= SET TASK 1 =
Reproduce the part of the template documentation that runs from "This can be" to "warn = avg(merge($seriesA, $seriesB))".

= PROVIDED TEXT =
===============
This can be combined with makeSlice
to build slices to then seralize to JSON. For example:
notification test {
actionBody = myActionBody
post = http://localhost:2345
contentType = application/json
}
alert test {
template = test
$seriesA = series("host=server01", epoch(), 1)
$seriesB = series("host=server02", epoch(), 2)
warn = avg(merge($seriesA, $seriesB))
warnNotification = test
}
template test {
subject = ``
body = ``
myActionBody = `
{{- $s := makeSlice -}}
{{- range $x := .States -}}
{{- $s = append $s (index $x.Events 0).Time -}}
{{- end -}}
{{- $s | json }}
`
}
# Mixed Type matrix example (can be used with above example)
template test {
subject = ``
body = ``
myActionBody = `
{{- $s := makeSlice -}}
{{- range $x := .States -}}
{{- range $a := $x.Actions }}
{{- $s = append $s (makeSlice $a.Time $a.User $a.Message $a.Type) -}}
{{- end -}}
{{- end -}}
{{- $s | json }}
`
}
bytes
converts a number of bytes into a human readable number with a postfix (such as KB or MB). Conversions are base ten and not base two.
===============
= SET TASK 2 =
Report every line of the entries below that contains the word "sleeve", copying each such line in full.

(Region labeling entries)
===============
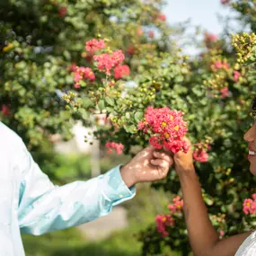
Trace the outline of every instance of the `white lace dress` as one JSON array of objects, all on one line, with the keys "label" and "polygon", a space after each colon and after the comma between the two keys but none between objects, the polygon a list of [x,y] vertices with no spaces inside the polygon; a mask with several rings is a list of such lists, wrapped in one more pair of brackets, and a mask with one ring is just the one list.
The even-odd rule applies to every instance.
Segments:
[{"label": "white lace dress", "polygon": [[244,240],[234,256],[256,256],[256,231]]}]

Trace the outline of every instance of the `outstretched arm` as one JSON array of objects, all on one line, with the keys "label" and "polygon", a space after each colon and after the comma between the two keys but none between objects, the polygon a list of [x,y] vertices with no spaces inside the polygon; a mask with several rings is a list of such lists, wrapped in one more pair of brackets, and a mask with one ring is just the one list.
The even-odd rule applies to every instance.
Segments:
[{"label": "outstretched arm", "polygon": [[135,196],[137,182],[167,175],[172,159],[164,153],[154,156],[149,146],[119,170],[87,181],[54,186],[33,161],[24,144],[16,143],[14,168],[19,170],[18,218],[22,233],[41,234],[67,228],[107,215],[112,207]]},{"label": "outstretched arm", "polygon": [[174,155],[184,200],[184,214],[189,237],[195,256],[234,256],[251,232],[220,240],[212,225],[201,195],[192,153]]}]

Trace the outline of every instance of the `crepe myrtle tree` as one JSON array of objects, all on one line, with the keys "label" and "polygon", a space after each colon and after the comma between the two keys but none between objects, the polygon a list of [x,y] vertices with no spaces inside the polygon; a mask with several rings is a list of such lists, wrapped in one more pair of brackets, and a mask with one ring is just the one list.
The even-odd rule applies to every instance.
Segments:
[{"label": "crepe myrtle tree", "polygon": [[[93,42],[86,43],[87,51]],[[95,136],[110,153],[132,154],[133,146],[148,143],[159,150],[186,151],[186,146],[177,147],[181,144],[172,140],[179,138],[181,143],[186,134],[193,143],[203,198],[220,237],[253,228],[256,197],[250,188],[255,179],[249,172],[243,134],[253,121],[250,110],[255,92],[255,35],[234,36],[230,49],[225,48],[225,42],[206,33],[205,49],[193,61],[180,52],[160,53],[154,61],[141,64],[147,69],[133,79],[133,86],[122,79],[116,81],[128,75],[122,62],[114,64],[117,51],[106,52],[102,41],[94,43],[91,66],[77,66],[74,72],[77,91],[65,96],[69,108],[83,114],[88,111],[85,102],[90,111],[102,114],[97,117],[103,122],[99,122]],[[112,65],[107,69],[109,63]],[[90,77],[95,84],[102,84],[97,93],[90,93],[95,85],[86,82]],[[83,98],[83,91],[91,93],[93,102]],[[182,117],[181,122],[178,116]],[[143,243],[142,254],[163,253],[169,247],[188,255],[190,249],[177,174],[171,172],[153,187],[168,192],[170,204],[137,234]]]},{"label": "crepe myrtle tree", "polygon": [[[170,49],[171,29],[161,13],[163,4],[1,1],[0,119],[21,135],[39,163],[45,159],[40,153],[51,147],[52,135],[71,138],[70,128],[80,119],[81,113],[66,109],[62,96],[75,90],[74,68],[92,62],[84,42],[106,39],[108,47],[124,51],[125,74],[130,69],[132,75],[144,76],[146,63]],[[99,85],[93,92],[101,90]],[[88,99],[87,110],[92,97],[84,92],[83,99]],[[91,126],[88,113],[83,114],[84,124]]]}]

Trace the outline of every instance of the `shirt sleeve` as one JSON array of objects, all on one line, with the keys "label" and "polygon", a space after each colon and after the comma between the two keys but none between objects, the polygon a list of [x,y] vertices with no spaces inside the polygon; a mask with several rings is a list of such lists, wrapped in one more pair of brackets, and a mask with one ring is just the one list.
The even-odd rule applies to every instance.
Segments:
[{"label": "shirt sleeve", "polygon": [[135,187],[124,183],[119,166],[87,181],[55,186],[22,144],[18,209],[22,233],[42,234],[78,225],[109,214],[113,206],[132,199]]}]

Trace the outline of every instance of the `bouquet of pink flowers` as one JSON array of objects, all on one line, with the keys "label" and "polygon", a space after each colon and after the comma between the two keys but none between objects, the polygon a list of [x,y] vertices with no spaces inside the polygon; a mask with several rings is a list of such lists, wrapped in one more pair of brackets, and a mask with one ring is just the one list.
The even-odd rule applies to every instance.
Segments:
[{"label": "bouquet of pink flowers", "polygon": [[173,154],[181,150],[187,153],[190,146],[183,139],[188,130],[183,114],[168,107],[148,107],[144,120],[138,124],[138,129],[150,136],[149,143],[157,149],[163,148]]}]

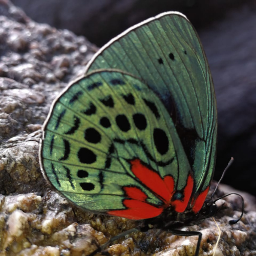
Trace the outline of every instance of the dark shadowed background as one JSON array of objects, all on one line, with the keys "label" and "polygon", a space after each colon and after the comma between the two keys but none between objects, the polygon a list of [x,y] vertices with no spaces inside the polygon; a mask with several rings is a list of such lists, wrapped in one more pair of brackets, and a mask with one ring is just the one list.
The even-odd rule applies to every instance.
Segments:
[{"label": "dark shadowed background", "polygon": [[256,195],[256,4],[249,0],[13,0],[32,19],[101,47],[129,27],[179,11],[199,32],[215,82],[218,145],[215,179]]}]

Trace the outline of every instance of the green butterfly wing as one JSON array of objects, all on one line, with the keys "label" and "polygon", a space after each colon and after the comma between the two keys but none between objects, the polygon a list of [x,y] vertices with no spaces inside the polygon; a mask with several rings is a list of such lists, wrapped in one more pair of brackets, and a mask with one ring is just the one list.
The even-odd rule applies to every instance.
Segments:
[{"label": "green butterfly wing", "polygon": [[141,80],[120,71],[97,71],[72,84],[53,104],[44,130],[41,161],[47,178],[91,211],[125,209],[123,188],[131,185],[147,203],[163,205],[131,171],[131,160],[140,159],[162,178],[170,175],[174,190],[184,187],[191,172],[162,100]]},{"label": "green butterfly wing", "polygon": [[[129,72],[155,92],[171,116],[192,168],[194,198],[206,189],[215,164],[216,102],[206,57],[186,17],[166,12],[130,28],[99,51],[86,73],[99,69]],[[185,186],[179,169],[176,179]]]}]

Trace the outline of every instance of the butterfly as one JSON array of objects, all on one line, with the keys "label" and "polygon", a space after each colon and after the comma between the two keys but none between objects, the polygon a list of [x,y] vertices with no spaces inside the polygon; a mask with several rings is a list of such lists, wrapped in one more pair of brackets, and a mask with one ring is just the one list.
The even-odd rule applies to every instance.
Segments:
===============
= FULL SOLUTION 1 =
This can be combined with makeSlice
to build slices to then seralize to JSON. For example:
notification test {
actionBody = myActionBody
post = http://localhost:2345
contentType = application/json
}
alert test {
template = test
$seriesA = series("host=server01", epoch(), 1)
$seriesB = series("host=server02", epoch(), 2)
warn = avg(merge($seriesA, $seriesB))

= FULL SOLUTION 2 =
Trace the outline of every instance of the `shirt sleeve` as one JSON array of objects, all on one line, with the keys "label" and "polygon", a space after each colon and after the comma between the two keys but none between objects, the polygon a list of [x,y] vertices with no spaces inside the polygon; a mask with several rings is a list of such lists, wrapped in one more pair of brackets, and a mask with one ring is just the one list.
[{"label": "shirt sleeve", "polygon": [[135,187],[124,183],[119,166],[87,181],[55,186],[22,144],[18,209],[22,233],[42,234],[78,225],[109,214],[113,206],[132,199]]}]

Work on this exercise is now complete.